#### [Aim]
Please reproduce the records below with every "one pair each line" changed to "one pair per line" and nothing else altered.

#### [Records to process]
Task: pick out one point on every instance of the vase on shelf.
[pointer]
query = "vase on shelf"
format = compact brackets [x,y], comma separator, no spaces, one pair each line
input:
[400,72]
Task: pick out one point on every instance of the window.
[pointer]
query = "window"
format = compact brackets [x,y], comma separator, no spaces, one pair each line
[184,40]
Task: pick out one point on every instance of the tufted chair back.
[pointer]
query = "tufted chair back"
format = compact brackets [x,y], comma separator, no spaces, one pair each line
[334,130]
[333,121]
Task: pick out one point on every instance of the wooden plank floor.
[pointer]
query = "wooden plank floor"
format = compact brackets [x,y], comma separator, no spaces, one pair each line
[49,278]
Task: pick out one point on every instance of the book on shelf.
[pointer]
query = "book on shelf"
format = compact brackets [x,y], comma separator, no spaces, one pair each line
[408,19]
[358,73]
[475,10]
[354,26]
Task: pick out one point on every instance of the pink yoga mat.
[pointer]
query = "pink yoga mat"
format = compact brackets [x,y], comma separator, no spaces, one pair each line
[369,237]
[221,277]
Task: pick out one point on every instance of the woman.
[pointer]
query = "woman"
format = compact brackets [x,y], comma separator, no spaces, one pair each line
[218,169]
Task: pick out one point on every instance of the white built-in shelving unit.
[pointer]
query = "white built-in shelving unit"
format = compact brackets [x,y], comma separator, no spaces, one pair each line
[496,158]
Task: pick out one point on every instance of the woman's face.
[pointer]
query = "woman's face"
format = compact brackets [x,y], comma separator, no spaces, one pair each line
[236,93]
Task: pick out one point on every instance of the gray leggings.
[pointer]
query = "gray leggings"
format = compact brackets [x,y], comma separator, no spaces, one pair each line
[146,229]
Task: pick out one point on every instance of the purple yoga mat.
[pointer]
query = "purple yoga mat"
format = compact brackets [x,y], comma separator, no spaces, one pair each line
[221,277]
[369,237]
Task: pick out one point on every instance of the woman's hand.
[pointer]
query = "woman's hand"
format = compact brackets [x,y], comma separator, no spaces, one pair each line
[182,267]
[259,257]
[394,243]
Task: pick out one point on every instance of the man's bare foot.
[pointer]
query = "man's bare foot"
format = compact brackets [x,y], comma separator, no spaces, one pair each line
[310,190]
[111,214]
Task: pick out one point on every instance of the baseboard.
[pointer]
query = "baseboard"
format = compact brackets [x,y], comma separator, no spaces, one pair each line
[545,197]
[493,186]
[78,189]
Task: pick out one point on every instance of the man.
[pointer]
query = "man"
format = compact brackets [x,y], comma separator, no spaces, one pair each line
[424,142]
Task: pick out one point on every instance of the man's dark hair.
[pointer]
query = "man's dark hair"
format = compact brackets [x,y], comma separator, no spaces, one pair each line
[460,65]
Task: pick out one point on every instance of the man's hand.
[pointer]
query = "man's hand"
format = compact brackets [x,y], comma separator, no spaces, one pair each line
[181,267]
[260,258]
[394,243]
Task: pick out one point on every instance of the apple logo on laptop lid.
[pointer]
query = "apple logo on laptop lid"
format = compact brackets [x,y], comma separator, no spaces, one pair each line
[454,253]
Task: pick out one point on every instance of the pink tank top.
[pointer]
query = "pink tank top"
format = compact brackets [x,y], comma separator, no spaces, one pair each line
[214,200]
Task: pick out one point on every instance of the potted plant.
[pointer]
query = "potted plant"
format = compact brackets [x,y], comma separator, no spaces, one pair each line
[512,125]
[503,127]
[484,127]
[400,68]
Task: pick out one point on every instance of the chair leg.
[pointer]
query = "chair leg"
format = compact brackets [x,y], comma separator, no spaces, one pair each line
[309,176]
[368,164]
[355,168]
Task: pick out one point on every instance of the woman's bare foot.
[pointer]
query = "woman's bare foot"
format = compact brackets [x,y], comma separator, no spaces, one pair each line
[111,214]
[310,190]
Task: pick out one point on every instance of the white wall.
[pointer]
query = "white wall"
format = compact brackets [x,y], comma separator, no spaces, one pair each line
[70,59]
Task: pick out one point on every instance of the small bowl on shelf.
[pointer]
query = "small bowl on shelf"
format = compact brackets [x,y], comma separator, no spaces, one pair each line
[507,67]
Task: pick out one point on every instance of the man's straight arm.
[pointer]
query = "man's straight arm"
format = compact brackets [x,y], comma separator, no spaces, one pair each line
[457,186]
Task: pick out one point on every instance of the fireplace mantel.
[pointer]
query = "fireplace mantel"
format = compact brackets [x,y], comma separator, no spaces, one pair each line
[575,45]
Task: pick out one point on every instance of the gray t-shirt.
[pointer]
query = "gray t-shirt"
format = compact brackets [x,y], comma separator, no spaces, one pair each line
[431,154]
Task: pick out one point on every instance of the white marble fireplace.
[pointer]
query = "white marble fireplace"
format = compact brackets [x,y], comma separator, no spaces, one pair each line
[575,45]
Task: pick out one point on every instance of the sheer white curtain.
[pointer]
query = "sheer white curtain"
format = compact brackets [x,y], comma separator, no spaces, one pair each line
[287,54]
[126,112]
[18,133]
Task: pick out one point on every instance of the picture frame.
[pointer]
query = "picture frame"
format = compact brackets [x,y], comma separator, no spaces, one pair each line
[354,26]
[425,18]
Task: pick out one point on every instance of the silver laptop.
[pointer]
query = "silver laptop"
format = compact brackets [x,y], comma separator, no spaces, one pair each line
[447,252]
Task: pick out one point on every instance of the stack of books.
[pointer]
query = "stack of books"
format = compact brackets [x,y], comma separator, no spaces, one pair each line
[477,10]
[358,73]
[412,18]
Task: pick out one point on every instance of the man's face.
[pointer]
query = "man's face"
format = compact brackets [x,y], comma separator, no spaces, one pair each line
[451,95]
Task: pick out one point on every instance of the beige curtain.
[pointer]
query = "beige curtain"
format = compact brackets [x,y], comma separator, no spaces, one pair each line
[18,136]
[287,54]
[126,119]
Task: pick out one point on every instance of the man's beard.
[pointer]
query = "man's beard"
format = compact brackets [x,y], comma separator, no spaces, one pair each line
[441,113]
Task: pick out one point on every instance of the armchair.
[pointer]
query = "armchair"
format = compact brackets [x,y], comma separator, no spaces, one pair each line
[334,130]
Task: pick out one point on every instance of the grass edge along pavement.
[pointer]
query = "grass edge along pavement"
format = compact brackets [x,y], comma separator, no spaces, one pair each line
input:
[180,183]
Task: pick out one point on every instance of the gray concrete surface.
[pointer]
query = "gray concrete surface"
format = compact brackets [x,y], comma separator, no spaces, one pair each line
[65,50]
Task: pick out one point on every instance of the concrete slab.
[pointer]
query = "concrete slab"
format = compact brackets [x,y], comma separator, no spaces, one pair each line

#### [The answer]
Task: pick out one point on every instance of the vase on shelf.
[pointer]
query = "vase on shelf"
format = compact brackets [x,y], comma separator, no spaces, one pair per line
input:
[400,72]
Task: pick out one point on every instance of the window.
[pointer]
query = "window"
format = compact brackets [x,y], comma separator, no spaces, one pair per line
[184,40]
Task: pick out one point on every instance of the tufted chair back.
[pointer]
query = "tufted chair back"
format = compact brackets [x,y], comma separator, no spaces, one pair per line
[334,130]
[333,121]
Task: pick out one point on every instance of the wooden plank floor.
[pointer]
query = "wooden plank floor"
format = compact brackets [x,y], comma separator, no spaces, one pair per line
[49,278]
Task: pick out one point on every instance of the book on shelf.
[pointer]
query = "book on shelf"
format = compact brackets [x,y], comma separator, no spaces, one pair per line
[408,19]
[358,73]
[475,10]
[354,26]
Task: pick out one point on every instance of the pink yoga mat.
[pointer]
query = "pink yoga mat"
format = compact brackets [x,y], comma separator, no spaces, one pair per line
[369,237]
[221,277]
Task: pick out one point on every instance of the woman.
[pointer]
query = "woman"
format = compact brackets [x,y], comma separator, no spaces, one pair per line
[218,169]
Task: pick out one point on every instance of the white built-in shelving unit.
[pointer]
query = "white built-in shelving unit"
format = compact brackets [x,y], comma separator, no spaces, one pair per line
[496,158]
Task: pick out one point on every instance of the woman's face.
[pointer]
query = "woman's face"
format = compact brackets [x,y], comma separator, no spaces, one pair per line
[236,93]
Task: pick out one point on every instance of the gray leggings.
[pointer]
query = "gray leggings"
format = compact brackets [x,y], comma separator, no spaces, one pair per line
[146,229]
Task: pick out one point on every instance of the purple yoga mat.
[pointer]
query = "purple yoga mat"
format = compact brackets [x,y], comma separator, no spaces, one pair per line
[221,277]
[369,237]
Task: pick out one point on every instance of the woman's hand.
[pointer]
query = "woman's hand"
format = compact brackets [x,y], comma separator, no spaces, one pair per line
[182,267]
[259,257]
[394,243]
Task: pick out one point on every instance of the man's bare foot.
[pointer]
query = "man's bare foot"
format = compact brackets [x,y], comma separator, no spaces, one pair per line
[310,190]
[111,214]
Task: pick out one point on every instance of the baseboard.
[pointer]
query = "baseboard"
format = compact brackets [x,y], comma separator, no spaces, one pair per line
[545,197]
[493,186]
[78,189]
Task: pick out one point on every instance of the man.
[pointer]
query = "man"
format = compact brackets [x,y], comma separator, no spaces, one pair per line
[424,142]
Task: pick out one point on every instance of the man's dark hair.
[pointer]
query = "man's dark hair"
format = compact brackets [x,y], comma separator, no spaces, one pair per line
[460,65]
Task: pick out one point on every instance of the man's hand.
[pointer]
query = "man's hand"
format = compact brackets [x,y], comma separator, no spaces, one pair per line
[181,267]
[260,258]
[394,243]
Task: pick out one point on every instance of the apple logo on laptop lid.
[pointer]
query = "apple logo on laptop lid"
format = compact brackets [x,y], comma separator, no spaces, one pair per line
[454,253]
Task: pick out one point on every instance of the pink tank top.
[pointer]
query = "pink tank top"
format = compact brackets [x,y], comma separator, no spaces, one pair per line
[214,200]
Task: pick out one point on every instance of the potted plant.
[pointer]
query = "potted plant"
format = compact brackets [x,y], comma separator, no spaces, one pair per line
[512,125]
[503,127]
[484,127]
[400,68]
Task: pick out one point on every instance of the chair leg.
[pointer]
query = "chair leg"
format = compact brackets [x,y], comma separator, no spaces, one pair per line
[309,176]
[368,164]
[355,168]
Task: pick out one point on every instance of the woman's bare foot.
[pointer]
query = "woman's bare foot"
format = compact brackets [x,y], comma separator, no spaces, one pair per line
[111,214]
[310,190]
Task: pick out one point on every instance of the white wall.
[pointer]
query = "white wall"
format = compact brackets [x,y], comma separator, no spaces, one pair per line
[70,59]
Task: pick out one point on every instance of the small bowl on shelf.
[pointer]
query = "small bowl on shelf"
format = compact brackets [x,y], comma separator, no spaces, one pair per line
[507,67]
Task: pick out one point on every instance of the man's straight arm.
[pointer]
query = "man's straight arm"
format = compact brackets [x,y], comma separator, no spaces, one pair per line
[457,186]
Task: pick out one point on every instance of the fireplace mantel.
[pointer]
query = "fireplace mantel"
format = compact brackets [x,y], comma separator, no spaces, one pair per line
[575,45]
Task: pick out one point on every instance of the gray t-shirt.
[pointer]
query = "gray t-shirt"
format = compact brackets [x,y], comma separator, no spaces, one pair per line
[431,154]
Task: pick out one point on every instance of the white marble fireplace.
[pointer]
query = "white marble fireplace"
format = compact brackets [x,y], comma separator, no spaces, one pair per line
[575,45]
Task: pick out one point on every instance of the sheer white curtain.
[pointer]
query = "sheer white curtain"
format = compact brackets [x,y], comma separator, no spaces, one pair per line
[287,54]
[126,112]
[18,133]
Task: pick out one point on every instance of the picture frame.
[pointer]
query = "picture frame"
format = compact brackets [x,y], comma separator, no spaces, one pair per line
[354,26]
[425,18]
Task: pick out one point on every instance of the silver laptop.
[pointer]
query = "silver laptop"
format = compact brackets [x,y], comma separator, no spaces, one pair per line
[447,252]
Task: pick out one point on every instance of the stack of books.
[pointer]
query = "stack of books"
format = compact brackets [x,y], comma separator, no spaces, one pair per line
[477,10]
[358,73]
[412,18]
Task: pick out one point on every instance of the man's face.
[pointer]
query = "man's face"
format = compact brackets [x,y], comma separator, no spaces, one pair per line
[451,95]
Task: pick out one point on every instance of the beige curtain.
[pointer]
query = "beige curtain"
format = compact brackets [x,y], comma separator, no spaces, one pair per line
[18,136]
[287,54]
[126,119]
Task: pick out one point on every instance of the man's beard.
[pointer]
query = "man's beard"
format = compact brackets [x,y], comma separator, no spaces, one pair per line
[441,113]
Task: pick out one point on every instance of the armchair.
[pointer]
query = "armchair"
format = compact brackets [x,y], comma separator, no spaces, one pair per line
[334,130]
Task: pick out one point on every instance of the grass edge along pavement.
[pointer]
query = "grass edge along pavement"
format = compact brackets [x,y], comma separator, no spaces, one pair per line
input:
[180,183]
Task: pick out one point on every instance of the gray concrete surface.
[pointer]
query = "gray concrete surface"
format = compact brackets [x,y], comma separator, no spaces, one pair per line
[65,50]
Task: pick out one point on every instance of the concrete slab.
[pointer]
query = "concrete slab"
format = compact brackets [x,y], comma separator, no spaces, one pair per line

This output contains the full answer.